** Untersuchter Text **
+ + + + +

Das macht dann 40 Euro!

Unter dem Motto „Risiko!“ schickt die S-Bahn in dieser Woche verstärkt Kontrolleure in ihre Züge. Bei der Kampagne soll es gezielt den Mehrfachtätern unter den Schwarzfahrern an den Kragen gehen

von LUCIA JAY

Im ersten Wagen ist es sicher. Da wird nie kontrolliert. Und wenn doch, dann einfach auf Englisch oder Spanisch drauflosreden und so tun, als hätte man seine Reisegruppe verloren. Kontrolettis sprechen fast nie Fremdsprachen. Oder einfach wegrennen. Oder … Die Liste der Tricks ist lang.

Aber nicht lang genug für die erfahrenen Kontrolleure in den S-Bahnen. „Halten Sie ein bis zwei gute Ausreden bereit“, ist einer von zehn Tipps der Berliner S-Bahn GmbH im Rahmen ihrer Aktionswoche gegen Schwarzfahrer. Die Unterzeile zu besagtem Tipp: „Schwerer Punkt, wir kennen nämlich schon alle.“

Die S-Bahn hat mit Schwarzfahrern ein zunehmendes Problem. Im ersten Quartal dieses Jahres sind laut einer eigenen Studie 25 Prozent mehr Passagiere ohne Ticket unterwegs als im Vergleichszeitraum des Vorjahres. Und das, obwohl der Preis fürs Schwarzfahren als Abschreckungsmaßnahme Anfang 2003 von 30 auf 40 Euro erhöht worden ist. Elf Millionen fahrscheinlose S-Bahn-Fahrer im Jahr hoffen darauf, den Kontrolleuren durch die Lappen zu gehen, so die Studie. Die Aktionswoche „Risiko!“ soll den Schwarzfahrern, vor allem den so genannten Mehrfachtätern, das Handwerk legen. Es gehe schließlich um satte acht Millionen Euro, die an Fahrgeldeinnahmen verloren gingen, so Wilfried Kramer, Marketingchef der S-Bahn GmbH.

+ + + + +

** Bereitgestelltes Material **

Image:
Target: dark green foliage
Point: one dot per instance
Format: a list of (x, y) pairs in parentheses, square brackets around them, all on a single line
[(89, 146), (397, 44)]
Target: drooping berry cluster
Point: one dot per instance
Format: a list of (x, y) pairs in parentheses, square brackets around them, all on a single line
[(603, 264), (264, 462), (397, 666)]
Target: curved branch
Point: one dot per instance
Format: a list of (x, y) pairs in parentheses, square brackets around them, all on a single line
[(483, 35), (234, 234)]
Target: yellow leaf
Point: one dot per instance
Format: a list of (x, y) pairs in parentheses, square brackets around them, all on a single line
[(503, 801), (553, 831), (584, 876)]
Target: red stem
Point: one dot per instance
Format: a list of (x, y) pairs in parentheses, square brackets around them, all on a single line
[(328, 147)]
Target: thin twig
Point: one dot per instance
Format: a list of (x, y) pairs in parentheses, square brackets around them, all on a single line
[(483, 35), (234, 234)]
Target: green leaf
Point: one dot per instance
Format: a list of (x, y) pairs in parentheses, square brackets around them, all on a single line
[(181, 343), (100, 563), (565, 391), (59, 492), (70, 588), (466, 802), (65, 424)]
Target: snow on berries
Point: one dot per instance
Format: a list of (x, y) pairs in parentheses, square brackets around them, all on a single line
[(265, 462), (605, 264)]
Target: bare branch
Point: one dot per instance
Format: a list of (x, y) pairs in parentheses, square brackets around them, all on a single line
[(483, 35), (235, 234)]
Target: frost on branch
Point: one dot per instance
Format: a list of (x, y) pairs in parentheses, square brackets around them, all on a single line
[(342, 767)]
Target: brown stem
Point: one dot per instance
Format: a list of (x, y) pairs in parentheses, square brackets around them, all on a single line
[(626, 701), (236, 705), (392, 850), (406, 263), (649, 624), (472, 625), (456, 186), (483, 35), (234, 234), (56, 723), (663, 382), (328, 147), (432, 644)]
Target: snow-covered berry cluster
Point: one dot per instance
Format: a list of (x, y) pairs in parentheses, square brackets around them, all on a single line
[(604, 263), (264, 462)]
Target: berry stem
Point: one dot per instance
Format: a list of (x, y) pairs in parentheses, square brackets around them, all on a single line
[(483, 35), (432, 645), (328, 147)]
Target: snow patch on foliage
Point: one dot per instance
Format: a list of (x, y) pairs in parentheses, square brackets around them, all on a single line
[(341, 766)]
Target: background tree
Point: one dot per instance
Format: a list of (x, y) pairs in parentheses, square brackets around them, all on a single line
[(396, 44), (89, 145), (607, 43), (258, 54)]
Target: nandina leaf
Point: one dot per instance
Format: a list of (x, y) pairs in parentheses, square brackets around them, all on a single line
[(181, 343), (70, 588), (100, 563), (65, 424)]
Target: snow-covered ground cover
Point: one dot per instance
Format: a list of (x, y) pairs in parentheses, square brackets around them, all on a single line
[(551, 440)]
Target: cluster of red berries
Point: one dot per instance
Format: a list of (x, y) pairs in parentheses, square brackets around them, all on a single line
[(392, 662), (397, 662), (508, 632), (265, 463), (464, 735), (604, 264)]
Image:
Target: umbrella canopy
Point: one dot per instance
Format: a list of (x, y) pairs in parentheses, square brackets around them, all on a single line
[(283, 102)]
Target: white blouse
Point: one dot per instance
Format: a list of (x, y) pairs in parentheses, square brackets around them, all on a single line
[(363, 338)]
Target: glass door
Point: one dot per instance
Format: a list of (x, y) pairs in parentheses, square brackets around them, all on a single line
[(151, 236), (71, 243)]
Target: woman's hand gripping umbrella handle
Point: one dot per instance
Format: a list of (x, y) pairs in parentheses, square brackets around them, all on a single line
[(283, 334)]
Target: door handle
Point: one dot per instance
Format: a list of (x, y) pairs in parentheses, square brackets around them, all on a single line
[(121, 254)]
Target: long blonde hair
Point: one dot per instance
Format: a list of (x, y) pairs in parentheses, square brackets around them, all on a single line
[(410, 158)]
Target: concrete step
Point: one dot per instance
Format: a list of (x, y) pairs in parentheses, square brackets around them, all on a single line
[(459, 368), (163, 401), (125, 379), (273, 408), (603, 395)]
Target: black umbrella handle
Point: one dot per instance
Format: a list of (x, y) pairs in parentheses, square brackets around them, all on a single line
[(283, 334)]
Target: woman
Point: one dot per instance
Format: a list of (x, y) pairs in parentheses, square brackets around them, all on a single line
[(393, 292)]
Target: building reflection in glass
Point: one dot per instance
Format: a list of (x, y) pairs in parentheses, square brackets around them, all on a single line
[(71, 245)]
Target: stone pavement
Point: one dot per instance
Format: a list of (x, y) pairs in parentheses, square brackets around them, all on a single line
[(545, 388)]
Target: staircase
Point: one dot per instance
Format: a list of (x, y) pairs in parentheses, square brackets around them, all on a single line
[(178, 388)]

+ + + + +

** Deine Aufgabe **
Beantworte zum Artikel über die S-Bahn-Aktion „Risiko!“ diese Fragen:
1. Wie viele Tipps gibt die Berliner S-Bahn GmbH im Rahmen ihrer Aktionswoche gegen Schwarzfahrer?
2. Von welchem auf welchen Betrag wurde der Preis fürs Schwarzfahren Anfang 2003 erhöht?
3. Welche Funktion hat Wilfried Kramer?
Das Material stammt aus einer anderen Quelle.

** Ergebnis **
1. Zehn Tipps.
2. Von 30 auf 40 Euro.
3. Er ist Marketingchef der S-Bahn GmbH.